Referring expression pointing data:
—————

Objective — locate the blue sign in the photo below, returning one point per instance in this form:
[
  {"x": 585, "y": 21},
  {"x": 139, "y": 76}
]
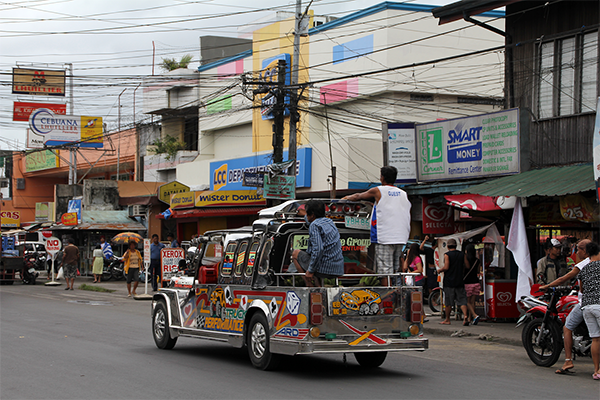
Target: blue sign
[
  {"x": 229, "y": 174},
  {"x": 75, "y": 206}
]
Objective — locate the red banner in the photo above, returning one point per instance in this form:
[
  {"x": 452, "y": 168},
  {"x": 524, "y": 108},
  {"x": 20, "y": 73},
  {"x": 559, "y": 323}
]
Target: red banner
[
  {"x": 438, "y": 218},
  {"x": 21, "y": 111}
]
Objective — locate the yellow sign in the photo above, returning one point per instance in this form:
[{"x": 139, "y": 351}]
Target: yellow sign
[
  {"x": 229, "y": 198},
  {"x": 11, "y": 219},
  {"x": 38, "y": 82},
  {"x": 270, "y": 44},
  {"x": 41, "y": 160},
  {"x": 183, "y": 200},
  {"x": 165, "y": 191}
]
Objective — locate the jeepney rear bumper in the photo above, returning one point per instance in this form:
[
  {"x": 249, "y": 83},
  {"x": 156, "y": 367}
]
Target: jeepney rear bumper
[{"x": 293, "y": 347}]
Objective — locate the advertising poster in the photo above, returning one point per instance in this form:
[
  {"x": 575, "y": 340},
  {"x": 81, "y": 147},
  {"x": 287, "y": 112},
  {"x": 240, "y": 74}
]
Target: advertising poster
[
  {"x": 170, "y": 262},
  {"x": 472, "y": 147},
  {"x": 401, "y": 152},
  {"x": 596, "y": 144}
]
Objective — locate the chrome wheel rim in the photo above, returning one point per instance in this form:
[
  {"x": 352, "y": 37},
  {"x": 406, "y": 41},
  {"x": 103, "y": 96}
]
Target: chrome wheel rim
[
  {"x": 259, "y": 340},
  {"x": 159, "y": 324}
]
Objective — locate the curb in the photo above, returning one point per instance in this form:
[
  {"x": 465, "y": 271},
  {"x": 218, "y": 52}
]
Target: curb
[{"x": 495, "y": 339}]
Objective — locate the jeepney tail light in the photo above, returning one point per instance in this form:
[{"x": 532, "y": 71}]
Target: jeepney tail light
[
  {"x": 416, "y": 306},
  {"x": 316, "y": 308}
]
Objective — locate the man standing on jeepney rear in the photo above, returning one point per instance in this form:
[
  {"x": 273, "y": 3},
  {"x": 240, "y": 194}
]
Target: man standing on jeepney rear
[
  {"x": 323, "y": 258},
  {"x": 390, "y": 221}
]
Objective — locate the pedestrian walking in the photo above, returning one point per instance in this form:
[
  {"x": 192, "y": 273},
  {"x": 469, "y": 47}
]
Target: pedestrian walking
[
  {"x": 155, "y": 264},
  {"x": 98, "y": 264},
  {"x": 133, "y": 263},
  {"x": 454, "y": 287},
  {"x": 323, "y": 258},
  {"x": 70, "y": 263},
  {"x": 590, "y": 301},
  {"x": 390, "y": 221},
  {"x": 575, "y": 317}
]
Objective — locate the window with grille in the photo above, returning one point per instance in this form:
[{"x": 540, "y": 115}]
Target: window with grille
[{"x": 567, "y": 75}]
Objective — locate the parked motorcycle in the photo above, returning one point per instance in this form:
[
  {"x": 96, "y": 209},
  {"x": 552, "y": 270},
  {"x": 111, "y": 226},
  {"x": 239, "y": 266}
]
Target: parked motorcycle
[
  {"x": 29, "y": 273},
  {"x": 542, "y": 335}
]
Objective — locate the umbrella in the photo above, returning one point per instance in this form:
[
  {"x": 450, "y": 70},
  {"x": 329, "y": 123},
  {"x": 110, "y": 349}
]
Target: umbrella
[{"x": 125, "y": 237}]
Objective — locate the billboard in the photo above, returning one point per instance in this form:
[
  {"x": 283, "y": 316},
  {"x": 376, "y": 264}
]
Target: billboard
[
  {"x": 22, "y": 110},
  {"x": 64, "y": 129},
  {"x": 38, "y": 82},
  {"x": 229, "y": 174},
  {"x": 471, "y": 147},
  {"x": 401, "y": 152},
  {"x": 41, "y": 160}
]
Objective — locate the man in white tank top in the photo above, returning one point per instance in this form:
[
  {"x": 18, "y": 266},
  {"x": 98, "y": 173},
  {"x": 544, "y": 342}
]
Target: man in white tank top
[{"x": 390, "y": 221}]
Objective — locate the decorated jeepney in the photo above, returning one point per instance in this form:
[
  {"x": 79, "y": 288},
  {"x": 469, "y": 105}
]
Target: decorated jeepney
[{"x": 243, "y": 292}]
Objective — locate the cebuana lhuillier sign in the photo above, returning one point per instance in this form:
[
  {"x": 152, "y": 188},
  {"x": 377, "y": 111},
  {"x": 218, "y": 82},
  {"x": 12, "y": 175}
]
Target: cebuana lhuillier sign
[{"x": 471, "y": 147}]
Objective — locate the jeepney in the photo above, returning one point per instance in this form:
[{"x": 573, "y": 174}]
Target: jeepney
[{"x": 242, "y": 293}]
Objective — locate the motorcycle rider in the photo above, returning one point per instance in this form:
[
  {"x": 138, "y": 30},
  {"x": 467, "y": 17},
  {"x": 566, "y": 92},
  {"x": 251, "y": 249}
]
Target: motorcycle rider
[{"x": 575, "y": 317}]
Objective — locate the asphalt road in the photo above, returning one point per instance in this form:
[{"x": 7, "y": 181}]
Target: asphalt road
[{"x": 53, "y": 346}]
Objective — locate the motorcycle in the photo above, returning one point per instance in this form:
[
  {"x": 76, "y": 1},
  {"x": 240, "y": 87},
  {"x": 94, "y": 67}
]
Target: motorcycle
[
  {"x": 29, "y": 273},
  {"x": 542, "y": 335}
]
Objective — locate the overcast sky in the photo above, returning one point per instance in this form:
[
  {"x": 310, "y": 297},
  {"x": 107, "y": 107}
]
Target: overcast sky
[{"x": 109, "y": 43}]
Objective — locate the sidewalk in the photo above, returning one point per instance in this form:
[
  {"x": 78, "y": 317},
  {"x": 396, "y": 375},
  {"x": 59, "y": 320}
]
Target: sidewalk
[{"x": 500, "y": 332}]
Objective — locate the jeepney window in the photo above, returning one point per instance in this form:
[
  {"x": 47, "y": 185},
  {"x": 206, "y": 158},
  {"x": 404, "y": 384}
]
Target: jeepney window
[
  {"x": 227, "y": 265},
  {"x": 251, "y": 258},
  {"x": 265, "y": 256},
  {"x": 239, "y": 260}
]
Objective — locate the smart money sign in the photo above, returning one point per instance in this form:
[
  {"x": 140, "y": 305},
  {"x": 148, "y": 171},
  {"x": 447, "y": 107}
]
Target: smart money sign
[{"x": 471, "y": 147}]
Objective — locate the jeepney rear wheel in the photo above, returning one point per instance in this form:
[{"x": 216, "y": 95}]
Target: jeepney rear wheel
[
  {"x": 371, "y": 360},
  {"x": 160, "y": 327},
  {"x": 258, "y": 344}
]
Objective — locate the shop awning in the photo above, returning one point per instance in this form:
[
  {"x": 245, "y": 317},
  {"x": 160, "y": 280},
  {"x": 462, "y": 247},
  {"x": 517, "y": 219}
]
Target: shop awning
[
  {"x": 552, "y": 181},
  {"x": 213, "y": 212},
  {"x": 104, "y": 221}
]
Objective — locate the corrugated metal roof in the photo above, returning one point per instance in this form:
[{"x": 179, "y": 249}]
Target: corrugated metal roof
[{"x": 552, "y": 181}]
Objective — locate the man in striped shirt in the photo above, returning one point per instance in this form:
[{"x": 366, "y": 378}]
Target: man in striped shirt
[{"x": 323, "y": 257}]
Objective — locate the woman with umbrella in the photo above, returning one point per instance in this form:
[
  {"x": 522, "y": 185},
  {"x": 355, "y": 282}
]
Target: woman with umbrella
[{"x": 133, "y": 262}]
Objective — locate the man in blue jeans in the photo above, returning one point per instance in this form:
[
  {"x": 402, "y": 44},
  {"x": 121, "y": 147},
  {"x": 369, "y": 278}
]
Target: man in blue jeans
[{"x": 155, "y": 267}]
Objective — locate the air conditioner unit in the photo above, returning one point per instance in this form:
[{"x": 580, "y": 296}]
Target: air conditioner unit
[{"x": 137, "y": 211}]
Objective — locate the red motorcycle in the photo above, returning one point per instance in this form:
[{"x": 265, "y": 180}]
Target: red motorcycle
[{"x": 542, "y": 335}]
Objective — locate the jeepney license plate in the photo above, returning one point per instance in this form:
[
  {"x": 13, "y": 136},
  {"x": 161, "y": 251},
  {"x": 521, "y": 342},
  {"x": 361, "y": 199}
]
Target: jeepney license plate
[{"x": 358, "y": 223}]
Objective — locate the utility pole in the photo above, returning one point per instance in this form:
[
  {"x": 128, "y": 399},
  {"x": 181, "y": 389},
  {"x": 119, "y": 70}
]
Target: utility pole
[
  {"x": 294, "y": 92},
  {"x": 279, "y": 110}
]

—————

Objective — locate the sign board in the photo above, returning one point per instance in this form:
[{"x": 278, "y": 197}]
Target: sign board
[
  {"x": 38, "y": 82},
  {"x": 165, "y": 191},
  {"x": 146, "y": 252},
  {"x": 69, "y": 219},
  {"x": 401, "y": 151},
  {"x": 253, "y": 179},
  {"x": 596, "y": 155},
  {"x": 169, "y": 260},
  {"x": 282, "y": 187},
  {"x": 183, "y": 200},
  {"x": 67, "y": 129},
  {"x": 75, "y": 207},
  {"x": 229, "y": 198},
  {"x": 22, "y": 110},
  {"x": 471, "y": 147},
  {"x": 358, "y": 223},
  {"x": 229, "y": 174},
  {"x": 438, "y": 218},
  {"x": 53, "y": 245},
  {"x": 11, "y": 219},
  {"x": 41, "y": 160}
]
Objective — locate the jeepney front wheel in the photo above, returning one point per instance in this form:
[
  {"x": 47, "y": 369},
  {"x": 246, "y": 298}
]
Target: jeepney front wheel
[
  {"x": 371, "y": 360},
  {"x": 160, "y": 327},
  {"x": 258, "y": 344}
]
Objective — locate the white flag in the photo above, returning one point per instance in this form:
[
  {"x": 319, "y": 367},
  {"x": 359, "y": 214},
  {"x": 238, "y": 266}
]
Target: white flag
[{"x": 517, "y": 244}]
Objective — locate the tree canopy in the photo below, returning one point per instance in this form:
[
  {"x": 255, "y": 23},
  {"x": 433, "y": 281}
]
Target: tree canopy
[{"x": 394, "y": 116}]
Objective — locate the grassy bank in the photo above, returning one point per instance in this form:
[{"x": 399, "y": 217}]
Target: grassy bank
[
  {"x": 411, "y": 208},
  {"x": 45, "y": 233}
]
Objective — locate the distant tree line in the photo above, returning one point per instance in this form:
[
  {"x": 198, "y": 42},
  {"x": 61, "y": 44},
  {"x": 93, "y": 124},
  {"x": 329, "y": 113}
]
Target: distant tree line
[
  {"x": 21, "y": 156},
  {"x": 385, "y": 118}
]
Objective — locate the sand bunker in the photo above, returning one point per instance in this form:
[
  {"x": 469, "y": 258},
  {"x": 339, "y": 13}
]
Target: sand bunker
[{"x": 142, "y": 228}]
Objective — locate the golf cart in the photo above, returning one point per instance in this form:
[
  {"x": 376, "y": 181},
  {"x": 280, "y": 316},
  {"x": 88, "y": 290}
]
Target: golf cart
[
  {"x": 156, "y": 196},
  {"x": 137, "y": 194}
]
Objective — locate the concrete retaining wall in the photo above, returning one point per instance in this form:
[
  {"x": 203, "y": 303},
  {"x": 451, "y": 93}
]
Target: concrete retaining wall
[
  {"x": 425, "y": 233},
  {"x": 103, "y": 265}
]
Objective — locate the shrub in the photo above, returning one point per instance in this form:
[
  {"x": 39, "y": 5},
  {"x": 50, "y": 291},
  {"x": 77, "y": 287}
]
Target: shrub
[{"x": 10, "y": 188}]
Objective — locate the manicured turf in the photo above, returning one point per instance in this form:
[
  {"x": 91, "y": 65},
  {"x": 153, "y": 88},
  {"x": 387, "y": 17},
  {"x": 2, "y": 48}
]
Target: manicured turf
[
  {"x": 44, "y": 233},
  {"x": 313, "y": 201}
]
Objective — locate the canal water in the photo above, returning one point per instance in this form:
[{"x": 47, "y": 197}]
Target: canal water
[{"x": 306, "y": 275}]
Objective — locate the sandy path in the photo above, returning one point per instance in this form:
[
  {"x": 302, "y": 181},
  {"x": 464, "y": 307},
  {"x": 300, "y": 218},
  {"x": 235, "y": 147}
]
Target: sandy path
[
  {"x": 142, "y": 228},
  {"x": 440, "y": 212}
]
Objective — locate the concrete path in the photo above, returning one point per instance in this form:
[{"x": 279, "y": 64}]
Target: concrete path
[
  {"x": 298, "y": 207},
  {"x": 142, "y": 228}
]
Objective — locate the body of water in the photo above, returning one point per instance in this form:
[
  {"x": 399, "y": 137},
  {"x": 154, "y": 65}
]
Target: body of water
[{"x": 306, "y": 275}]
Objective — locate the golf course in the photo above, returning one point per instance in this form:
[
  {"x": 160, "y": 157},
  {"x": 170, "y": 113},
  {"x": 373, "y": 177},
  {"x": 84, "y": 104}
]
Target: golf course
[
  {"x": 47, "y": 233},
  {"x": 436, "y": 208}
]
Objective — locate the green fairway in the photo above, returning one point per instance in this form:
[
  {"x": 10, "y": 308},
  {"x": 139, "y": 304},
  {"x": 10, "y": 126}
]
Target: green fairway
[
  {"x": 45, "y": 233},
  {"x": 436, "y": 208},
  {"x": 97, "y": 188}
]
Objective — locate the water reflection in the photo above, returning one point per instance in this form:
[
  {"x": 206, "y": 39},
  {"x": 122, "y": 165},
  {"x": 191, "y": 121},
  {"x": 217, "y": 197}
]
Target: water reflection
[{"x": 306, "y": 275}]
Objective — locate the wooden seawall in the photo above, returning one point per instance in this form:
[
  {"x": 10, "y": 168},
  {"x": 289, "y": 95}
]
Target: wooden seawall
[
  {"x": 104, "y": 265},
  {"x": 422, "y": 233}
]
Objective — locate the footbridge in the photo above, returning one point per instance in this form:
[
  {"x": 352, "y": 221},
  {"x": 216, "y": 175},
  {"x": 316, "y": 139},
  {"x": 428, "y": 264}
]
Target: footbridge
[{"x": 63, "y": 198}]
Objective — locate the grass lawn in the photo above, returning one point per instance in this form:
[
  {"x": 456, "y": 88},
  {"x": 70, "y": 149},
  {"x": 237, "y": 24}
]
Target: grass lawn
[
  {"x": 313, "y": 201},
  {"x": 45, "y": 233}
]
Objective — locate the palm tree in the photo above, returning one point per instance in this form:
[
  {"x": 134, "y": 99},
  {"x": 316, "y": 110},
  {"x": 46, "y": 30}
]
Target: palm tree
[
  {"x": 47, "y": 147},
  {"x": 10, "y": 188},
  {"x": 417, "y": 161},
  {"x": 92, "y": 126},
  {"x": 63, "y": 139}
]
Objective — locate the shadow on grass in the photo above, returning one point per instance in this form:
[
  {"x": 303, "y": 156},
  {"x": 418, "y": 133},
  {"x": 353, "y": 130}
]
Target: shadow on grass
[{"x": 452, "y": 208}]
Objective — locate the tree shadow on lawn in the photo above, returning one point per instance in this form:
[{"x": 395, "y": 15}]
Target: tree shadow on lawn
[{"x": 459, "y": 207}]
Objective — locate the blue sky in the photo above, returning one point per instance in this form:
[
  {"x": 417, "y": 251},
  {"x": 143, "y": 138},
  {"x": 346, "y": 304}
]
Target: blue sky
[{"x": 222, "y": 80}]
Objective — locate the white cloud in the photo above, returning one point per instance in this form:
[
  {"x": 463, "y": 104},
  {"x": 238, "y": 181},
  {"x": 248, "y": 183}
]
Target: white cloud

—————

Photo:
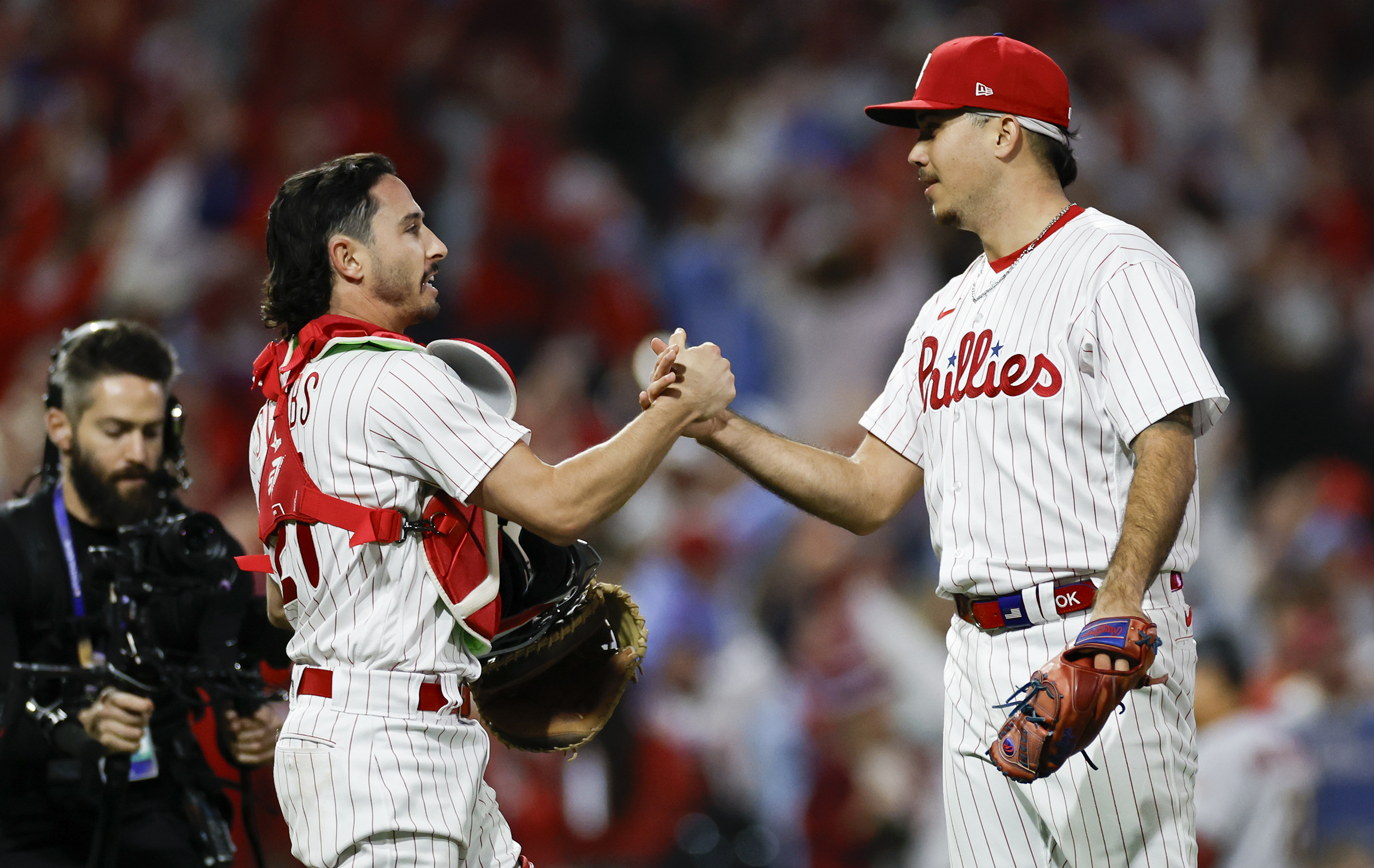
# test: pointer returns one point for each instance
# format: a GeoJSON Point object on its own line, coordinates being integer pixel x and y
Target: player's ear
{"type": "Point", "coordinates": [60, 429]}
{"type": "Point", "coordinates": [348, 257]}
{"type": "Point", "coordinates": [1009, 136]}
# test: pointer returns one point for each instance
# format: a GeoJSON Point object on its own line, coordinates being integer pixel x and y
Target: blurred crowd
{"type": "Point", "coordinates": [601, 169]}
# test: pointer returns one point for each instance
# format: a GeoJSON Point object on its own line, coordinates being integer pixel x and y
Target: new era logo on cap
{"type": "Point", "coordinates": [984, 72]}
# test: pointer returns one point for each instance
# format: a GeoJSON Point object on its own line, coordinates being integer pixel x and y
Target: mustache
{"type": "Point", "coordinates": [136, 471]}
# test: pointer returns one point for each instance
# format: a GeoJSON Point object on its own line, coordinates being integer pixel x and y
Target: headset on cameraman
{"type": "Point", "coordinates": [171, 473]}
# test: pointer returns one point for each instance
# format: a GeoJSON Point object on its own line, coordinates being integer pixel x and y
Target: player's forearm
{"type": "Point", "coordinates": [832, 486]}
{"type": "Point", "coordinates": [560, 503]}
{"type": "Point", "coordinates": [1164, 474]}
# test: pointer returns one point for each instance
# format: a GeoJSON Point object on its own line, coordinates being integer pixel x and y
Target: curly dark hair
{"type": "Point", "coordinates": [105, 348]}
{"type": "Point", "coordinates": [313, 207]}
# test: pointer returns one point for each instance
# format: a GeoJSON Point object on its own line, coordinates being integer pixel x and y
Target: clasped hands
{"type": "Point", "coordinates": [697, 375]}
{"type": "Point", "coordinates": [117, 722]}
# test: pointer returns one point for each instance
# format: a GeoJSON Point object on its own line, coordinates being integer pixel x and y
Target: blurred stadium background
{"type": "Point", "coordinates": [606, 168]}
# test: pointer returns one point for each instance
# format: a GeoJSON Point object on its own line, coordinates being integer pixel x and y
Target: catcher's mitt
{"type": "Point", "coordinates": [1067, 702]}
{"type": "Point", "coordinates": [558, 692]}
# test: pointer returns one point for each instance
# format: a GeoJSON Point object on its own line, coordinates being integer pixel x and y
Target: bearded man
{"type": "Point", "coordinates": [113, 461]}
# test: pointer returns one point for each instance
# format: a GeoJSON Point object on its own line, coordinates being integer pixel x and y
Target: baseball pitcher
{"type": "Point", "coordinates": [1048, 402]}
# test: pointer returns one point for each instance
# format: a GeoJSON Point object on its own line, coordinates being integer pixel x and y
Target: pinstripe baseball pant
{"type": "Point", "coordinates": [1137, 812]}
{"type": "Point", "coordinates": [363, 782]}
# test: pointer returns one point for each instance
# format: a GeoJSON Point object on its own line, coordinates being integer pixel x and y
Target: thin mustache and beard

—————

• **Task to complete**:
Check each line above for the string "cloud" and report how many lines have it, giving only the number.

• **The answer**:
2